**Your instructions:**
Please print all of the entries, matching them exactly.

(Beginning of Given information)

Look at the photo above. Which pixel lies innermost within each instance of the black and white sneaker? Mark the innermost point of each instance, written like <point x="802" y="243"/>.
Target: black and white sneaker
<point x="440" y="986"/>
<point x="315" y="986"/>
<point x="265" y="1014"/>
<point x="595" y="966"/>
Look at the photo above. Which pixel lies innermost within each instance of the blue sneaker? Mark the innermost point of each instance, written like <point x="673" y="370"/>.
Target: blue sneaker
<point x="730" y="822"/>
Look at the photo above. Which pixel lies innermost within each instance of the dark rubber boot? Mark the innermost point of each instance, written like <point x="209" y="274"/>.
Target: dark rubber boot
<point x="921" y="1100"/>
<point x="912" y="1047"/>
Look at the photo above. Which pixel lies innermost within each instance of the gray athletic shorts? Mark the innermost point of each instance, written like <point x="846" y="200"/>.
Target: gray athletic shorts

(End of Given information)

**Reply:**
Look at the photo above. Which pixel lies innermost within each instance of the black and white sneaker? Mark the innermost point of each instance, written like <point x="802" y="243"/>.
Target: black and white sneaker
<point x="440" y="986"/>
<point x="315" y="986"/>
<point x="265" y="1014"/>
<point x="595" y="966"/>
Look at the photo above. Which pixel lies innermost within each instance of the blue sneaker? Mark the innermost point of each instance, written like <point x="673" y="370"/>.
Target: blue sneaker
<point x="730" y="822"/>
Look at the photo above. Which pixel lies innermost within each instance of the dark rubber boot? Mark the innermost point of each instance, written like <point x="209" y="274"/>.
Target: dark rubber boot
<point x="921" y="1100"/>
<point x="912" y="1047"/>
Look at the photo above. Which pixel lies innermost within each instance of the gray athletic shorts? Mark the innermost point of each instance, written like <point x="846" y="200"/>.
Target: gray athletic shorts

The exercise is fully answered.